— BEGIN Extracted data —
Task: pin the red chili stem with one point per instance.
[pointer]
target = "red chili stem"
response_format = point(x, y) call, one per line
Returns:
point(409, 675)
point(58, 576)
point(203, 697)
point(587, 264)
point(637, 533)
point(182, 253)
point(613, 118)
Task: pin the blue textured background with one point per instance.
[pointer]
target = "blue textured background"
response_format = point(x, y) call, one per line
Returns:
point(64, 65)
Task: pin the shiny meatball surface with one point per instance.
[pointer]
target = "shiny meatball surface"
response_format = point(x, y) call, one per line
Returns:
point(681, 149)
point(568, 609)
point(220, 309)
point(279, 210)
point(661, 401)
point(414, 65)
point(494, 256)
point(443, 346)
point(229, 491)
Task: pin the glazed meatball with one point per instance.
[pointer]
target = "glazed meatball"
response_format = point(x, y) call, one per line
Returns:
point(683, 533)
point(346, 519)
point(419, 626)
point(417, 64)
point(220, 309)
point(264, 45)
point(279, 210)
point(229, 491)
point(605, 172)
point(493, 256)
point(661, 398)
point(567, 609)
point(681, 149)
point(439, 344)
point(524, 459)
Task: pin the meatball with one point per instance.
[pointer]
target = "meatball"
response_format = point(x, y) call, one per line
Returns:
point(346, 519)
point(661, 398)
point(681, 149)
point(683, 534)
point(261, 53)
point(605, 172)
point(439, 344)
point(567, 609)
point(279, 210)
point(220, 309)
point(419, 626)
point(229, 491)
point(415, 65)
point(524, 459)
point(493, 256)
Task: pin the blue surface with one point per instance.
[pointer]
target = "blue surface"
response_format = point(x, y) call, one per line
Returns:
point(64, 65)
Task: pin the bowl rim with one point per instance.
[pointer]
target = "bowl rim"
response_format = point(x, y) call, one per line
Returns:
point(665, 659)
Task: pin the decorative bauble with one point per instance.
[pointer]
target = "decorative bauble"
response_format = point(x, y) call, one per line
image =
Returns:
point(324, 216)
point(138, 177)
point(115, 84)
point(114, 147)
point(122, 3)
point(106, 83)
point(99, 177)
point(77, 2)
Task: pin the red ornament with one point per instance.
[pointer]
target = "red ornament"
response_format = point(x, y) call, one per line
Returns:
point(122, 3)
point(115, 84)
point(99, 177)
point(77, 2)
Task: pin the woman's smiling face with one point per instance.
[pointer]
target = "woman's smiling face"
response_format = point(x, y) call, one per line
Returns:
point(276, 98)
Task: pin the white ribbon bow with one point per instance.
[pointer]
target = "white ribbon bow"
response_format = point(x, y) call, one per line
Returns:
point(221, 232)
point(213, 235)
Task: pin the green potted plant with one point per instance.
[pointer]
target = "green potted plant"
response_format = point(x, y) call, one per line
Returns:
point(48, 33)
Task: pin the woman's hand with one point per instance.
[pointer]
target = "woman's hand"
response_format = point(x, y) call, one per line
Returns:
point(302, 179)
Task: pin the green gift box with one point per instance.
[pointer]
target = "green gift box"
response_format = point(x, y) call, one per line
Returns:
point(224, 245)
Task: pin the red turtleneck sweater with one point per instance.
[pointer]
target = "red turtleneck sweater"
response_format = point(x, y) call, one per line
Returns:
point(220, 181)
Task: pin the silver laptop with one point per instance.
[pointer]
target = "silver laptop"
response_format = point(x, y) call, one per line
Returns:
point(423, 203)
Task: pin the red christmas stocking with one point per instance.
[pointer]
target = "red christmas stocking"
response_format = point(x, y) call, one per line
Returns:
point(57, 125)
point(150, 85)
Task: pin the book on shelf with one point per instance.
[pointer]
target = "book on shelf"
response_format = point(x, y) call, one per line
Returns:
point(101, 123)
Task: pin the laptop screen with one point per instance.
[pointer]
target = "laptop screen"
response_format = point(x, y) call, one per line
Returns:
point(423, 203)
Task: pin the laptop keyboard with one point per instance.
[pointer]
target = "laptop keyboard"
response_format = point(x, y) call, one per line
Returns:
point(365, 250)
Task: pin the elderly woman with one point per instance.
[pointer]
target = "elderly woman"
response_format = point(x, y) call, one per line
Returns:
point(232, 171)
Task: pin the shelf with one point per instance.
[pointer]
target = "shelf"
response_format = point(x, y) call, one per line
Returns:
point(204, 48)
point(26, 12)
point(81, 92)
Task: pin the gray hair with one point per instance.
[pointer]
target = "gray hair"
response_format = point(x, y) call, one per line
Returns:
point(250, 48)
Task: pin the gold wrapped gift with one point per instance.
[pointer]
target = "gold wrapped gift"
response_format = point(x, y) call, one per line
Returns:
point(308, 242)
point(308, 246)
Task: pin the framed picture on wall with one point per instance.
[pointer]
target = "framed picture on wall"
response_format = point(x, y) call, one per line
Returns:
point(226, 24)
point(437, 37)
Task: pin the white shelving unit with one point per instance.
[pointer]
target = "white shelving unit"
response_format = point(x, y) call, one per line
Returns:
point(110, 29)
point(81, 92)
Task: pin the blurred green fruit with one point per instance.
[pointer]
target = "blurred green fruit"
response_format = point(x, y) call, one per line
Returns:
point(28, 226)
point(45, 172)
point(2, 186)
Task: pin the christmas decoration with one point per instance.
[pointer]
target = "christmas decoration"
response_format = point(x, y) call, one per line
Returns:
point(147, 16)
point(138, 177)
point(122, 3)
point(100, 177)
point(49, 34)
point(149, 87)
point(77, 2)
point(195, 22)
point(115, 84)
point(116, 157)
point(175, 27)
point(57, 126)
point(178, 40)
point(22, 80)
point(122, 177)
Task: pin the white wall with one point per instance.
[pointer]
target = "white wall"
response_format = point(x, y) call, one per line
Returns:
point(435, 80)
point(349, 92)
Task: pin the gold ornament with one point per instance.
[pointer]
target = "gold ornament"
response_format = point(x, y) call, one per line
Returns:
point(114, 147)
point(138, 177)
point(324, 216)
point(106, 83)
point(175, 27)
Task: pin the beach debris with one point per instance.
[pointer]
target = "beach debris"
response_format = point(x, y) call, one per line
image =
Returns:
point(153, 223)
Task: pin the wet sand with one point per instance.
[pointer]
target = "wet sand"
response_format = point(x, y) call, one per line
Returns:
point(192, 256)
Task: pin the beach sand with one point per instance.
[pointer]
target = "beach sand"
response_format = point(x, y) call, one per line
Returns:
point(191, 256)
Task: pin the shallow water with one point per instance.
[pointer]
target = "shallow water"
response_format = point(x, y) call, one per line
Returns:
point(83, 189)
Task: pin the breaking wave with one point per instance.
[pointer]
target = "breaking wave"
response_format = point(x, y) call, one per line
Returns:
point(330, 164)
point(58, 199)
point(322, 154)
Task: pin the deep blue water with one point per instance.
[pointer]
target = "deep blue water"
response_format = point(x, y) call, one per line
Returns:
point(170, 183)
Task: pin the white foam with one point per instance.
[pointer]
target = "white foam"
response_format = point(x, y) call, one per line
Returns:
— END Extracted data —
| Task directions |
Can you rewrite all of the records above, changing "one point per instance" to "a separate point for each instance" and leaving everything else untouched?

| Solution to this task |
Task: pin the red chili stem with a separate point for each instance.
[pointer]
target = "red chili stem"
response_format = point(x, y) call, one per line
Returns:
point(409, 675)
point(58, 576)
point(203, 697)
point(587, 264)
point(637, 533)
point(182, 253)
point(613, 118)
Task: pin the blue textured background with a separate point for each instance.
[pointer]
target = "blue textured background"
response_format = point(x, y) call, one per line
Returns:
point(64, 65)
Task: pin the shiny meatball surface with a separate point for each instance.
[pointer]
target = "shiny meatball surface"
response_format = point(x, y) call, one per line
Returns:
point(681, 149)
point(568, 609)
point(220, 309)
point(279, 210)
point(661, 401)
point(414, 65)
point(494, 256)
point(443, 346)
point(229, 491)
Task: pin the glazed meatball with a separate point for each instance.
[pointer]
target = "glazed meatball"
response_format = point(x, y) call, one per line
Returns:
point(683, 533)
point(346, 519)
point(419, 626)
point(417, 64)
point(220, 309)
point(264, 45)
point(279, 210)
point(229, 491)
point(605, 172)
point(493, 256)
point(661, 398)
point(567, 609)
point(681, 149)
point(439, 344)
point(524, 459)
Task: pin the meatball with a separate point for each instance.
[pointer]
target = "meatball"
response_format = point(x, y) call, one per line
Returns:
point(346, 519)
point(661, 398)
point(681, 149)
point(683, 534)
point(261, 53)
point(605, 172)
point(439, 344)
point(567, 609)
point(279, 210)
point(220, 309)
point(419, 626)
point(229, 491)
point(415, 65)
point(524, 459)
point(493, 256)
Task: pin the blue surface with a separate point for each instance.
[pointer]
target = "blue surface"
response_format = point(x, y) call, one per line
Returns:
point(64, 65)
Task: pin the bowl rim with a separate point for each instance.
[pointer]
target = "bowl rim"
response_format = point(x, y) call, one per line
Returns:
point(665, 659)
Task: pin the decorative bauble with a separate point for each instance.
[pointer]
target = "decorative bauble"
response_format = point(x, y) call, one per line
image =
Returns:
point(324, 216)
point(138, 177)
point(115, 84)
point(114, 147)
point(122, 3)
point(106, 83)
point(99, 177)
point(77, 2)
Task: pin the red ornament with a separate point for each instance.
[pointer]
target = "red ornament"
response_format = point(x, y) call, one per line
Returns:
point(122, 3)
point(115, 84)
point(99, 177)
point(77, 2)
Task: pin the woman's smiling face with a separate point for each instance.
[pointer]
target = "woman's smiling face"
response_format = point(x, y) call, one per line
Returns:
point(276, 98)
Task: pin the white ribbon bow with a separate point for each instance.
[pointer]
target = "white ribbon bow"
response_format = point(x, y) call, one per line
Returns:
point(221, 232)
point(213, 235)
Task: pin the green potted plant with a separate point for each instance.
[pointer]
target = "green potted plant"
response_format = point(x, y) call, one per line
Returns:
point(48, 33)
Task: pin the woman's hand with a separate point for each instance.
[pointer]
target = "woman's hand"
response_format = point(x, y) call, one per line
Returns:
point(302, 179)
Task: pin the green gift box with a separate point for each instance.
[pointer]
target = "green gift box"
response_format = point(x, y) call, one per line
Returns:
point(224, 245)
Task: pin the red turtleneck sweater with a separate point for each instance.
[pointer]
target = "red turtleneck sweater"
response_format = point(x, y) call, one per line
Returns:
point(220, 181)
Task: pin the silver laptop with a separate point for each instance.
[pointer]
target = "silver laptop"
response_format = point(x, y) call, one per line
Returns:
point(423, 203)
Task: pin the red christmas stocking with a separate point for each instance.
[pointer]
target = "red christmas stocking"
response_format = point(x, y) call, one per line
Returns:
point(57, 125)
point(150, 85)
Task: pin the book on shelf with a separate point for each instance.
[pointer]
target = "book on shelf"
response_format = point(x, y) call, one per line
Returns:
point(101, 123)
Task: pin the laptop screen with a separate point for each instance.
[pointer]
target = "laptop screen"
response_format = point(x, y) call, one per line
Returns:
point(423, 203)
Task: pin the laptop keyboard with a separate point for each instance.
[pointer]
target = "laptop keyboard"
response_format = point(x, y) call, one per line
Returns:
point(365, 250)
Task: pin the elderly woman with a separate point for each instance.
[pointer]
target = "elderly woman"
response_format = point(x, y) call, one per line
Returns:
point(232, 171)
Task: pin the shelf with a separate point for each instance.
[pointer]
target = "shelf"
response_format = point(x, y) call, one per line
Returns:
point(204, 48)
point(26, 12)
point(81, 92)
Task: pin the gray hair with a separate point for each instance.
[pointer]
target = "gray hair"
response_format = point(x, y) call, one per line
Returns:
point(250, 48)
Task: pin the gold wrapped gift with a separate point for each instance.
[pointer]
target = "gold wrapped gift"
response_format = point(x, y) call, one per line
Returns:
point(308, 242)
point(308, 246)
Task: pin the framed picture on wall with a separate point for each instance.
[pointer]
target = "framed picture on wall"
response_format = point(x, y) call, one per line
Returns:
point(226, 24)
point(437, 37)
Task: pin the white shelving unit with a separate point for each instance.
[pointer]
target = "white shelving unit"
response_format = point(x, y) call, one per line
Returns:
point(110, 29)
point(81, 92)
Task: pin the blurred green fruit with a separate point for each instance.
[pointer]
target = "blurred green fruit"
response_format = point(x, y) call, one per line
Returns:
point(28, 226)
point(45, 172)
point(2, 186)
Task: pin the christmas decoration with a separate point for each instance.
[pointer]
target = "christmas decoration"
response_format = point(x, y) call, one per line
Returns:
point(147, 16)
point(138, 177)
point(122, 3)
point(100, 177)
point(49, 34)
point(149, 87)
point(77, 2)
point(195, 22)
point(115, 84)
point(116, 157)
point(175, 27)
point(57, 126)
point(178, 40)
point(22, 80)
point(122, 177)
Task: pin the white wall with a separate point for each instance.
[pointer]
target = "white wall"
response_format = point(x, y) call, one per line
Returns:
point(435, 80)
point(349, 92)
Task: pin the gold ornament with a separate point for each instance.
[pointer]
target = "gold ornament"
response_format = point(x, y) call, one per line
Returns:
point(114, 147)
point(138, 177)
point(324, 216)
point(106, 83)
point(175, 27)
Task: pin the beach debris with a separate point for each instance.
[pointer]
target = "beach debris"
response_format = point(x, y) call, one per line
image =
Returns:
point(153, 223)
Task: pin the wet sand with a separate point for each instance.
[pointer]
target = "wet sand"
response_format = point(x, y) call, one per line
Returns:
point(192, 256)
Task: pin the beach sand with a separate point for each instance.
[pointer]
target = "beach sand"
response_format = point(x, y) call, one per line
Returns:
point(191, 256)
Task: pin the shallow water with a separate point for each instance.
[pointer]
target = "shallow water"
response_format = point(x, y) call, one per line
Returns:
point(83, 189)
Task: pin the breaking wave with a separate point for each instance.
[pointer]
target = "breaking wave"
response_format = point(x, y) call, one per line
Returns:
point(330, 164)
point(58, 199)
point(322, 154)
Task: pin the deep blue water with a separate point for each instance.
[pointer]
target = "deep blue water"
response_format = point(x, y) call, one per line
Returns:
point(170, 183)
Task: pin the white foam with a separate point for each instance.
[pointer]
target = "white foam"
response_format = point(x, y) call, one per line
Returns:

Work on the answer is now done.